[Image-grounded pointing data]
-----

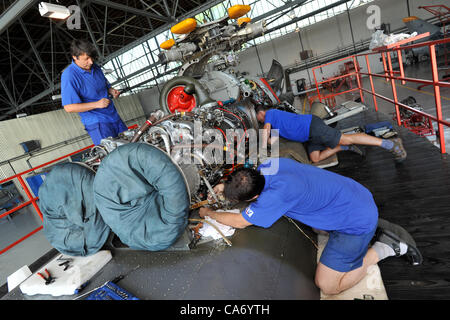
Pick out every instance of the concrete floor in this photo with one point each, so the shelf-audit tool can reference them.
(25, 253)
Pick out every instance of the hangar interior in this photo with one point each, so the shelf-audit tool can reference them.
(301, 47)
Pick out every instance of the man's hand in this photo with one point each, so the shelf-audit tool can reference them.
(235, 220)
(115, 93)
(103, 103)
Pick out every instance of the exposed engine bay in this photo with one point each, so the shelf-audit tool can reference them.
(208, 93)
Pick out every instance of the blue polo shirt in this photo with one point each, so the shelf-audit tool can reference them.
(81, 86)
(291, 126)
(316, 197)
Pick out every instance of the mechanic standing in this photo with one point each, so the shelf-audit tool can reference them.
(85, 89)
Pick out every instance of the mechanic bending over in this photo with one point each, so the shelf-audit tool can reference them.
(322, 140)
(322, 200)
(85, 89)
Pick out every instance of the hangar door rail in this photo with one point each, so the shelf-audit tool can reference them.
(392, 76)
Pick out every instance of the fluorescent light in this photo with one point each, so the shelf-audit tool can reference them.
(55, 11)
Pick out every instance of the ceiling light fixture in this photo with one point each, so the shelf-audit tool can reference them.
(55, 11)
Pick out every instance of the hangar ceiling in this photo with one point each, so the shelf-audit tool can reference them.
(34, 50)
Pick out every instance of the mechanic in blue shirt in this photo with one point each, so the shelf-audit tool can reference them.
(322, 140)
(85, 89)
(322, 200)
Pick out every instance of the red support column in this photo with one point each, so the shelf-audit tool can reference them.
(369, 71)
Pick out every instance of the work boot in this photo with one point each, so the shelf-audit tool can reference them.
(398, 150)
(392, 234)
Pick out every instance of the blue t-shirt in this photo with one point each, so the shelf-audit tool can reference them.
(316, 197)
(291, 126)
(81, 86)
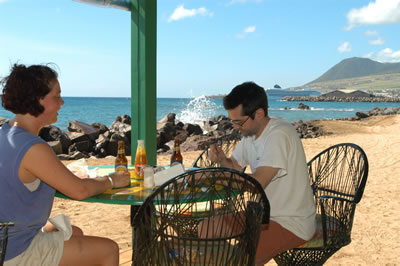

-----

### Required action
Lines from the one with "Pick out every instance of the work" through the final line of the records are the whole answer; print them exactly, minus any pictures.

### Solution below
Pick out every instance of the work boot in this photo with one point each, so the shelf-audit tool can reference them.
(398, 150)
(392, 234)
Pick out every instance of the blue t-shirt in this photo with one point each, so the shelf-audit tool can reference them.
(316, 197)
(291, 126)
(81, 86)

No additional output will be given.